# Цель задания:
Перепишите все данные ниже построчно, не меняя ни одного символа.
==================================================
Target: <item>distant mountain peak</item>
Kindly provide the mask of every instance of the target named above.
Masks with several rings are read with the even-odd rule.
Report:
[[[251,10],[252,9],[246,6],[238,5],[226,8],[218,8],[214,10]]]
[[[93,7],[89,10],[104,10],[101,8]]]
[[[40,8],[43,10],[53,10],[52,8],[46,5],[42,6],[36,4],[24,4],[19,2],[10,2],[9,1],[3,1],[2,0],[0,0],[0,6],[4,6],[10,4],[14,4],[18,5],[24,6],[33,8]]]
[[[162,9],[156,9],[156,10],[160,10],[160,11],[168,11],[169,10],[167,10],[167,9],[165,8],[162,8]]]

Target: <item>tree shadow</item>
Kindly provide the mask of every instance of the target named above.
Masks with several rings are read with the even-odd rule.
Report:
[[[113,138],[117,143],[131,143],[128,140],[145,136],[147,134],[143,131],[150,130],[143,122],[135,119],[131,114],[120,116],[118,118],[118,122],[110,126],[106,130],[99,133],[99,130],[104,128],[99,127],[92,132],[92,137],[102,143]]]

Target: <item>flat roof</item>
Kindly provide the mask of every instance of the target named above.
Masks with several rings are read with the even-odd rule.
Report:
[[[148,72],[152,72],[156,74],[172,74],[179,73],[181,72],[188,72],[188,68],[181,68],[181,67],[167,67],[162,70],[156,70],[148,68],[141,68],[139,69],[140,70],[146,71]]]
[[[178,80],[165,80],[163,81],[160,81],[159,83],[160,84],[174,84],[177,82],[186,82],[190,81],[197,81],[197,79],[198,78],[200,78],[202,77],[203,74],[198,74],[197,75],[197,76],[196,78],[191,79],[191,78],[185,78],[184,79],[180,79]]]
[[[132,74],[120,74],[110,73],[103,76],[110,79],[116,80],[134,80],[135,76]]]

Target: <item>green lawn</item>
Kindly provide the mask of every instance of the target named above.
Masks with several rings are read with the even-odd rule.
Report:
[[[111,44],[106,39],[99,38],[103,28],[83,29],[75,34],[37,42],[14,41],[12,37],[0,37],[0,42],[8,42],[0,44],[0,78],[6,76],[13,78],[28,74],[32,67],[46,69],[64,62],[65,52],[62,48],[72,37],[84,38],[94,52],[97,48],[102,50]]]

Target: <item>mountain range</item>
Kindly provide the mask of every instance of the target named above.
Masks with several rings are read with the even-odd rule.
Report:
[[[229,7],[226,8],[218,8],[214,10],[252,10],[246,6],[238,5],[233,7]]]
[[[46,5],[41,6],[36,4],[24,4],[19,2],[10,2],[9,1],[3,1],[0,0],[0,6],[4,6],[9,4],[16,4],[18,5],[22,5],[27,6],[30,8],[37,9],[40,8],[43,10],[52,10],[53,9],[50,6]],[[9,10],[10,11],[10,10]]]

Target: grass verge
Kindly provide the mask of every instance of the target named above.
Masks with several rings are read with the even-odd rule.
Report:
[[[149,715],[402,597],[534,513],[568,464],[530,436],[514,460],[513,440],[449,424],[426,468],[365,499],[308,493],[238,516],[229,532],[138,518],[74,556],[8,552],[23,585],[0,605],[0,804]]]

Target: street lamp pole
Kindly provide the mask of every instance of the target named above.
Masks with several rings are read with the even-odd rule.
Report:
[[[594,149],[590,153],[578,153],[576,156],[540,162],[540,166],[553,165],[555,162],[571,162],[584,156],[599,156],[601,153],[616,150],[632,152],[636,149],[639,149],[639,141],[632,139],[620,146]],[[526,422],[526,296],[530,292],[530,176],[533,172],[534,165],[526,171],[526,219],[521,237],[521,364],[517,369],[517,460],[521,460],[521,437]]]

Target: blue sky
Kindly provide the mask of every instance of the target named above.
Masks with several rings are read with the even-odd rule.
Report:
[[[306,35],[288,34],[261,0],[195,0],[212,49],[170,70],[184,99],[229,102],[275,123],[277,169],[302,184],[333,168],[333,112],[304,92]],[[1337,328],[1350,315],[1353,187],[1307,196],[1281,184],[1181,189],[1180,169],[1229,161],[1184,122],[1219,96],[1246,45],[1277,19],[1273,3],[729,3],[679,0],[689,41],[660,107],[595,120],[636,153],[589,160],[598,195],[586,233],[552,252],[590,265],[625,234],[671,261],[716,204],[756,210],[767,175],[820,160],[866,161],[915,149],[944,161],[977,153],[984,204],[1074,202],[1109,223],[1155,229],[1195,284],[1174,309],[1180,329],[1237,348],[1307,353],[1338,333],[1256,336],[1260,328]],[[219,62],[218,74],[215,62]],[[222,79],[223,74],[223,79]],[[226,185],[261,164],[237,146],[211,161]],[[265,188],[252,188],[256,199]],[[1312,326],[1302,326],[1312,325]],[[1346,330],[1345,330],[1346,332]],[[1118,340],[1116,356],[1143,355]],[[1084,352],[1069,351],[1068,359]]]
==================================================
# Ответ на задание:
Target: <item>distant mountain peak</item>
Kindly provide the mask of every instance of the target named above.
Masks with several rings are read with the even-odd rule.
Report:
[[[251,10],[252,9],[246,6],[238,5],[226,8],[218,8],[214,10]]]
[[[93,7],[89,10],[104,10],[101,8]]]
[[[40,8],[43,10],[53,10],[52,8],[46,5],[42,6],[36,4],[24,4],[19,2],[10,2],[9,1],[3,1],[2,0],[0,0],[0,6],[4,6],[10,4],[14,4],[18,5],[24,6],[33,8]]]
[[[162,9],[156,9],[156,10],[160,10],[160,11],[168,11],[169,10],[167,10],[167,9],[165,8],[162,8]]]

Target: <item>tree shadow</item>
Kindly provide the mask of every instance of the target named above.
Masks with several rings are read with the even-odd rule.
Report:
[[[113,138],[117,143],[131,143],[128,140],[145,136],[147,134],[143,131],[150,130],[143,122],[135,119],[131,114],[120,116],[118,118],[118,122],[110,126],[106,130],[99,133],[99,130],[104,128],[99,127],[92,132],[92,137],[102,143]]]

Target: <item>flat roof</item>
Kindly provide the mask of every instance of the target named above.
Masks with several rings are read with the even-odd rule.
Report:
[[[148,72],[152,72],[156,74],[172,74],[179,73],[181,72],[188,72],[188,68],[181,68],[181,67],[167,67],[162,70],[156,70],[148,68],[141,68],[139,69],[140,70],[146,71]]]
[[[178,80],[165,80],[163,81],[160,81],[159,83],[160,84],[174,84],[177,82],[186,82],[190,81],[197,81],[197,79],[198,78],[200,78],[202,77],[203,74],[198,74],[197,75],[197,76],[196,78],[191,79],[191,78],[185,78],[184,79],[180,79]]]
[[[132,74],[120,74],[110,73],[103,76],[110,79],[116,80],[134,80],[135,76]]]

Target: <item>green lawn</item>
Kindly provide the mask of every instance of the target named above.
Masks with several rings are read with the even-odd rule.
Report:
[[[111,44],[106,39],[99,38],[103,28],[83,29],[75,34],[37,42],[14,41],[12,37],[0,37],[0,42],[8,42],[0,44],[0,78],[6,76],[13,78],[28,74],[32,67],[46,69],[64,62],[65,52],[62,48],[72,37],[84,38],[94,52],[97,48],[102,50]]]

Target: <item>mountain range</item>
Kindly provide the mask of every instance of the target named above.
Masks with several rings are read with the even-odd rule.
Report:
[[[229,7],[226,8],[218,8],[214,10],[252,10],[246,6],[238,5],[233,7]]]
[[[46,5],[41,6],[36,4],[24,4],[19,2],[10,2],[9,1],[3,1],[0,0],[0,6],[4,6],[9,4],[16,4],[18,5],[22,5],[27,6],[30,8],[37,9],[40,8],[43,10],[52,10],[53,9],[50,6]],[[9,10],[10,11],[10,10]]]

Target: grass verge
Kindly provide the mask of every instance of the target named above.
Masks with several rings are read with the even-odd rule.
Report:
[[[149,715],[402,597],[534,513],[568,464],[530,436],[514,460],[513,440],[449,424],[426,468],[365,499],[308,493],[238,516],[229,532],[138,518],[74,556],[8,552],[23,585],[0,605],[0,804]]]

Target: street lamp pole
Kindly provide the mask of every instance of the target named above.
Masks with several rings are read with the even-odd rule.
Report:
[[[594,149],[590,153],[578,153],[576,156],[540,162],[540,166],[553,165],[555,162],[571,162],[584,156],[599,156],[601,153],[616,150],[632,152],[636,149],[639,149],[639,141],[632,139],[620,146]],[[526,422],[526,296],[530,292],[530,176],[533,172],[534,165],[526,171],[526,219],[521,237],[521,364],[517,369],[517,460],[521,460],[521,437]]]

Target: blue sky
Kindly provide the mask of every instance of the target named above.
Masks with several rings are read with the even-odd rule.
Report:
[[[306,35],[288,34],[261,0],[195,0],[212,49],[170,70],[184,99],[229,102],[275,123],[277,169],[302,184],[333,168],[333,112],[304,92]],[[1337,328],[1350,315],[1353,187],[1307,196],[1281,184],[1181,189],[1180,169],[1229,161],[1184,122],[1219,96],[1246,45],[1277,19],[1273,3],[729,3],[679,0],[689,41],[660,107],[595,120],[636,153],[589,160],[598,195],[586,233],[552,252],[590,265],[625,234],[671,261],[716,204],[756,210],[767,175],[820,160],[866,161],[915,149],[944,161],[977,153],[984,204],[1074,202],[1109,223],[1155,229],[1195,284],[1174,309],[1180,329],[1237,348],[1307,353],[1338,333],[1256,336],[1260,328]],[[219,62],[218,74],[215,62]],[[222,79],[223,74],[223,79]],[[226,185],[261,164],[237,146],[211,161]],[[265,188],[252,188],[256,199]],[[1312,326],[1302,326],[1312,325]],[[1346,330],[1345,330],[1346,332]],[[1118,340],[1116,356],[1143,355]],[[1084,352],[1069,351],[1068,359]]]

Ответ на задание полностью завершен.